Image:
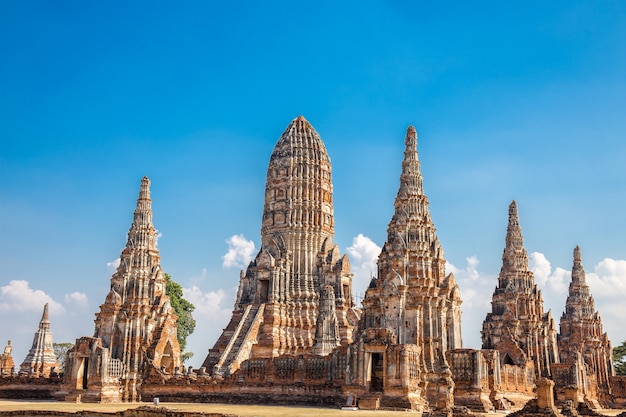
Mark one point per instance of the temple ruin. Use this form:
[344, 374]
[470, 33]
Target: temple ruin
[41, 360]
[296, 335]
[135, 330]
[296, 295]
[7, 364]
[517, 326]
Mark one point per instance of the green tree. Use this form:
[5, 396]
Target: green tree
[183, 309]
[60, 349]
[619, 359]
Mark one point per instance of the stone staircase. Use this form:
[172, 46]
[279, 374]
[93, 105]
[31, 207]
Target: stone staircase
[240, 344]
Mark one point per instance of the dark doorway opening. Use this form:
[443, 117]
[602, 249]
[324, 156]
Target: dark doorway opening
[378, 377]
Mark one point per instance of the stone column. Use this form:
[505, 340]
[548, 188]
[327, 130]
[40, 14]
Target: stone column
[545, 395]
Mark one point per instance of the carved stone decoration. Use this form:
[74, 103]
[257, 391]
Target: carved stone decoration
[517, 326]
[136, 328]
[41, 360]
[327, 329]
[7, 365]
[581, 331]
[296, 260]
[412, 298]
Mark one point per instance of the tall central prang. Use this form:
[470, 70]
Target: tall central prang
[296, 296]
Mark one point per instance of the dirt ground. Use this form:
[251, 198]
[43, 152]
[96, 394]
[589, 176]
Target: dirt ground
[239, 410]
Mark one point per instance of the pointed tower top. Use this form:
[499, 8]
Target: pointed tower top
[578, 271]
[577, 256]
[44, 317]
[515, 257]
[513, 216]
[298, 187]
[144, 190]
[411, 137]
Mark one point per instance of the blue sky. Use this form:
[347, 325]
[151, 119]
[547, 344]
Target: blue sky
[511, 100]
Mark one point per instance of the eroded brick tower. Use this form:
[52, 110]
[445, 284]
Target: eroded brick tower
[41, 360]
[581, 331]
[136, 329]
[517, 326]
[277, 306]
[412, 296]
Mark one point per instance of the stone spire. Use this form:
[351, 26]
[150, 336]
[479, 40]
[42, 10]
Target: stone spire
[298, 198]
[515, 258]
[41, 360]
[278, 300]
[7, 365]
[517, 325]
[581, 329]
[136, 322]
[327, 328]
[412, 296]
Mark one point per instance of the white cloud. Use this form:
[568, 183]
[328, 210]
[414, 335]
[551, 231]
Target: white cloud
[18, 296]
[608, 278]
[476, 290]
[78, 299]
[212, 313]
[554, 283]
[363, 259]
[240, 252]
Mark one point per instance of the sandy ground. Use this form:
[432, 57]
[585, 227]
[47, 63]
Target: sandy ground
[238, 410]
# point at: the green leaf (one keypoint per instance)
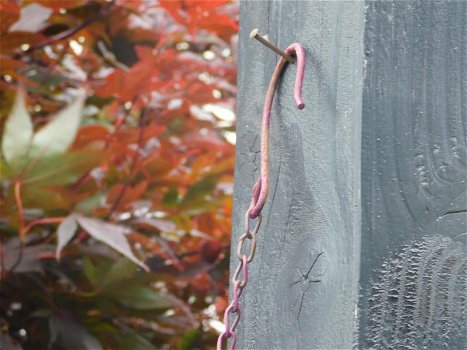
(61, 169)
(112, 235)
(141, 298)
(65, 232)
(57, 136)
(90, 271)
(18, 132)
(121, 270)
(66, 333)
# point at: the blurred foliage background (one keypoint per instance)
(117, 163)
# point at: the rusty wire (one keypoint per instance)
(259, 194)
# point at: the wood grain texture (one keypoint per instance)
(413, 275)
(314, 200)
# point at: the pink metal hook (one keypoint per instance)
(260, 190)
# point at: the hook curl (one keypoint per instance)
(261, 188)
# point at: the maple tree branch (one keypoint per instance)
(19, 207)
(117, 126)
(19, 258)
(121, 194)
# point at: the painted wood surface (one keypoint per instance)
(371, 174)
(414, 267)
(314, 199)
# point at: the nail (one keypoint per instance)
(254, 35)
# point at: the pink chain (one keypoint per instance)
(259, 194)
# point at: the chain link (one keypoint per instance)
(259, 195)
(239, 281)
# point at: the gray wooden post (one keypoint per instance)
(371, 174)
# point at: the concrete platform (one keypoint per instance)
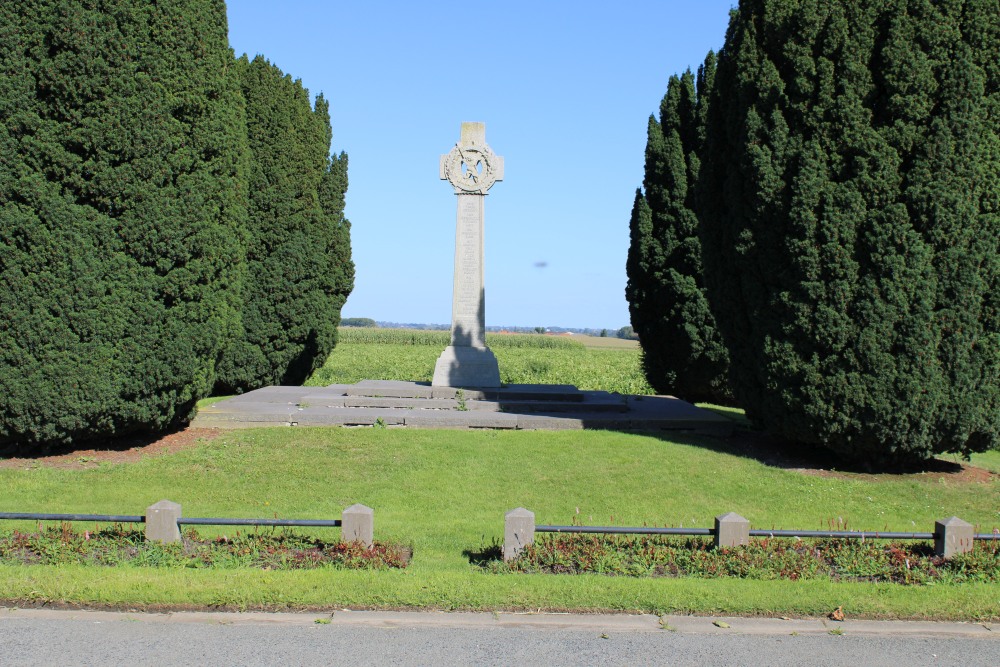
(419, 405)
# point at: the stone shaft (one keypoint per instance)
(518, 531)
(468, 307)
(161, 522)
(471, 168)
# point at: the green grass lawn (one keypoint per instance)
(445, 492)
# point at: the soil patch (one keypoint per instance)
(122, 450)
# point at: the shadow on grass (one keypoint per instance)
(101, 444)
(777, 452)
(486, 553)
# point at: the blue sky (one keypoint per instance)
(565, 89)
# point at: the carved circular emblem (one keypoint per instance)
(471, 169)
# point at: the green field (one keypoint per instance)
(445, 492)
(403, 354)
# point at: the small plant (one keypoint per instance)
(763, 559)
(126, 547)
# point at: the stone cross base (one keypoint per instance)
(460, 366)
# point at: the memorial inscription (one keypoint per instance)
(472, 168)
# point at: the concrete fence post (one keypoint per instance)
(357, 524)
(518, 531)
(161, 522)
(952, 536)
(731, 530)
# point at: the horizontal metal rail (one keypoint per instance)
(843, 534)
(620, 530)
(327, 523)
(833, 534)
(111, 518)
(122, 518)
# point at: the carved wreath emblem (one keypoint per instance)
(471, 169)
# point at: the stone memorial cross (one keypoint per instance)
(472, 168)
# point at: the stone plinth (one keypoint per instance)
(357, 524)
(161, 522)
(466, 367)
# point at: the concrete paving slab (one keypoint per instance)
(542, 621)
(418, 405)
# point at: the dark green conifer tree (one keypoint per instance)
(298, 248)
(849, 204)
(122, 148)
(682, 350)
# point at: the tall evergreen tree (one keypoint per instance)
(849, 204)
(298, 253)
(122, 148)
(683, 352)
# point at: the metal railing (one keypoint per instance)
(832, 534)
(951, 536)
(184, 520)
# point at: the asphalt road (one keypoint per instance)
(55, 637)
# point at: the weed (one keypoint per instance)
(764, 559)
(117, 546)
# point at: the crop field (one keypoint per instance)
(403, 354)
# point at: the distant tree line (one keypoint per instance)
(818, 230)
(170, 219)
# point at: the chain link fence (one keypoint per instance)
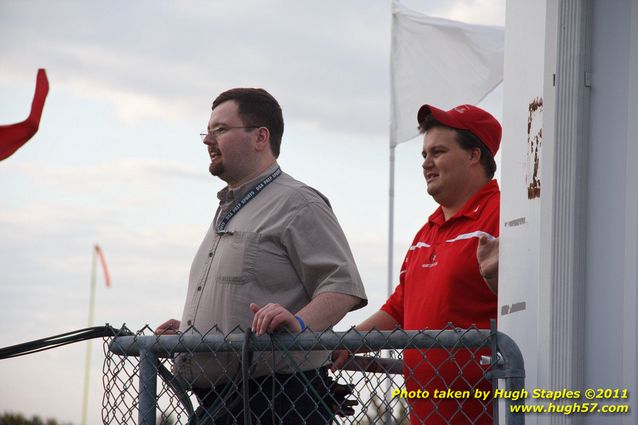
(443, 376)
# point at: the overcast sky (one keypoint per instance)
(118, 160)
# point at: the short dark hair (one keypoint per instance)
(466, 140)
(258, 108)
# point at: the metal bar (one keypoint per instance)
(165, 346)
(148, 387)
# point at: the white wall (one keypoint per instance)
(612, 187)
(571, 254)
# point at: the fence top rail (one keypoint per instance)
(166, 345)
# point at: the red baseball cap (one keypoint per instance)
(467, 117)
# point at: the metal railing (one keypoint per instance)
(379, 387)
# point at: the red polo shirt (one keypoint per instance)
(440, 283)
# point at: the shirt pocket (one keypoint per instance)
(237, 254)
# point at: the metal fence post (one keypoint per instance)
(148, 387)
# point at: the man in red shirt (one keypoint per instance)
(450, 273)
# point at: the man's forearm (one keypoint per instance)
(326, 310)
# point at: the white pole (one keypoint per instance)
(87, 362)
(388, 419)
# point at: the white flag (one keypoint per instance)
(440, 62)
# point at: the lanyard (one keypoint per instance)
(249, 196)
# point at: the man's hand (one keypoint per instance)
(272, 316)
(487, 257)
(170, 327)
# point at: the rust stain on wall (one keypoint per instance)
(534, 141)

□ □ □

_Your goal_
Above are the records; reproduce them exactly and leave out the pictures.

_Output of the task_
Image:
Mark one point per instance of the temple ruin. Use this form:
[344, 374]
[470, 33]
Target: temple ruin
[41, 360]
[296, 335]
[135, 330]
[296, 295]
[7, 364]
[517, 326]
Mark one point per instance of the green tree. Use this form:
[5, 396]
Target: green tree
[183, 309]
[60, 349]
[619, 359]
Mark one point per instance of the stone staircase. Use this form:
[172, 46]
[279, 374]
[93, 105]
[31, 207]
Target: stone staircase
[240, 344]
Mark one point per instance of the dark doorway opening. Use this form:
[443, 117]
[602, 249]
[324, 156]
Target: dark doorway opening
[378, 377]
Mark one point per instance of the stone column. Use this form:
[505, 340]
[548, 188]
[327, 130]
[40, 14]
Target: stone column
[545, 395]
Mark one point per instance of the carved stone decoration. Use this form:
[74, 103]
[257, 391]
Target: carved stone decoration
[517, 326]
[136, 328]
[41, 360]
[327, 329]
[7, 365]
[581, 331]
[296, 260]
[412, 298]
Mark one point per instance of the tall central prang. Use this form:
[470, 70]
Target: tall central prang
[296, 296]
Mark one point per instance of the dirt ground. Use this form:
[251, 198]
[43, 152]
[96, 394]
[589, 176]
Target: dirt ground
[239, 410]
Mark one point per instance of the pointed tower top. Use this form:
[499, 8]
Target: pointed tower top
[578, 271]
[577, 256]
[44, 317]
[515, 257]
[513, 216]
[298, 187]
[144, 190]
[411, 137]
Mark one point per instance of the blue sky. Use this form:
[347, 325]
[151, 119]
[547, 344]
Target: blue sky
[511, 100]
Mark one point per instance of the eroded brick tower. Use this form:
[52, 110]
[445, 284]
Target: eroded brick tower
[41, 360]
[581, 331]
[136, 329]
[517, 326]
[277, 306]
[412, 296]
Mark one point per instance of the stone spire. Use this form:
[351, 26]
[150, 336]
[479, 40]
[42, 10]
Target: stone spire
[298, 198]
[515, 258]
[41, 360]
[278, 300]
[7, 365]
[517, 325]
[581, 329]
[136, 322]
[327, 328]
[412, 296]
Mark one point per instance of the white cloud. Use this form:
[568, 183]
[328, 210]
[414, 335]
[551, 231]
Target: white cloud
[18, 296]
[608, 278]
[476, 290]
[78, 299]
[212, 313]
[554, 283]
[363, 259]
[240, 252]
Mark one point per instance of the sandy ground. Use this form:
[432, 57]
[585, 227]
[47, 63]
Target: sandy ground
[238, 410]
# point at: the green leaf (one keypoint per instance)
(61, 169)
(112, 235)
(141, 298)
(65, 232)
(57, 136)
(90, 271)
(18, 132)
(121, 270)
(66, 333)
# point at: the blurred foliage background (one keypoint per instance)
(117, 163)
# point at: the rusty wire (one keypoint per instance)
(259, 194)
# point at: the wood grain texture (one keypoint per instance)
(413, 275)
(314, 200)
# point at: the pink metal hook (one keypoint per instance)
(260, 190)
# point at: the hook curl (one keypoint per instance)
(261, 188)
# point at: the maple tree branch (one keypoint per instance)
(19, 207)
(117, 126)
(19, 258)
(121, 194)
# point at: the painted wood surface (one keypoint per instance)
(371, 174)
(414, 267)
(314, 199)
# point at: the nail (one keypoint per instance)
(254, 35)
# point at: the pink chain (one keypoint per instance)
(259, 194)
# point at: the chain link (one keypoint per instance)
(259, 195)
(239, 281)
# point at: the gray wooden post (one keypoint per instance)
(371, 174)
# point at: the concrete platform (one keypoint per instance)
(419, 405)
# point at: the stone shaft (one keypoint per instance)
(518, 531)
(468, 307)
(161, 522)
(471, 168)
# point at: the green grass lawn (one keypoint per instance)
(445, 492)
# point at: the soil patch (one keypoint per instance)
(122, 450)
# point at: the shadow on grass (one keypoint per instance)
(101, 444)
(777, 452)
(486, 553)
# point at: the blue sky (one keypoint per instance)
(565, 89)
# point at: the carved circular emblem (one keypoint per instance)
(471, 169)
# point at: the green field (one keypoint per instance)
(445, 492)
(403, 354)
# point at: the small plant (one keypoint per instance)
(763, 559)
(126, 547)
# point at: the stone cross base (one keypoint per instance)
(460, 366)
# point at: the memorial inscription (one keypoint per instance)
(472, 168)
# point at: the concrete fence post (one keypoint per instance)
(357, 524)
(518, 531)
(161, 522)
(952, 536)
(731, 530)
# point at: the horizontal metal rail (one keypoint per instance)
(843, 534)
(620, 530)
(327, 523)
(833, 534)
(111, 518)
(122, 518)
# point at: the carved wreath emblem (one keypoint per instance)
(471, 169)
# point at: the stone memorial cross (one keypoint per instance)
(472, 168)
# point at: the stone plinth (one keypoint per instance)
(357, 524)
(161, 522)
(466, 367)
# point at: the concrete paving slab (one keypoint per instance)
(542, 621)
(418, 405)
# point at: the dark green conifer tree (one keypoint per instance)
(298, 248)
(849, 204)
(122, 148)
(682, 350)
# point at: the tall evergreen tree (one keypoint per instance)
(849, 204)
(298, 253)
(122, 148)
(683, 352)
# point at: the metal railing (one keypoint per instance)
(832, 534)
(951, 536)
(184, 520)
# point at: the asphalt road (one keypoint per instance)
(55, 637)
# point at: the weed (one keypoint per instance)
(764, 559)
(117, 546)
# point at: the crop field (one keypoint per instance)
(403, 354)
# point at: the distant tree line (one keypoint per instance)
(818, 230)
(170, 219)
# point at: the chain link fence (one keypoint per instance)
(443, 376)
# point at: the overcast sky (one keypoint per instance)
(118, 160)
# point at: the short dark hair (one keypoint per instance)
(466, 140)
(258, 108)
# point at: the metal bar (one keypoint per instance)
(165, 346)
(148, 387)
# point at: the white wall (one keypoint per instance)
(612, 187)
(571, 254)
# point at: the fence top rail (one keypoint per instance)
(166, 345)
# point at: the red baseball cap (one keypoint per instance)
(467, 117)
# point at: the metal railing (one keypoint per instance)
(379, 387)
# point at: the red polo shirt (one keypoint per instance)
(440, 283)
# point at: the shirt pocket (one keypoint per instance)
(237, 254)
# point at: the metal fence post (one keypoint per instance)
(148, 387)
# point at: the man in red shirt (one keypoint per instance)
(450, 273)
# point at: the man's forearm (one keypoint per instance)
(326, 310)
# point at: the white pole (one keypoint per instance)
(87, 362)
(388, 419)
# point at: the white flag (one keypoint per instance)
(440, 62)
# point at: the lanyard (one keypoint per instance)
(249, 196)
# point at: the man's hand (one keypoint per instance)
(272, 316)
(487, 257)
(170, 327)
# point at: the rust stain on wall (one keypoint per instance)
(534, 141)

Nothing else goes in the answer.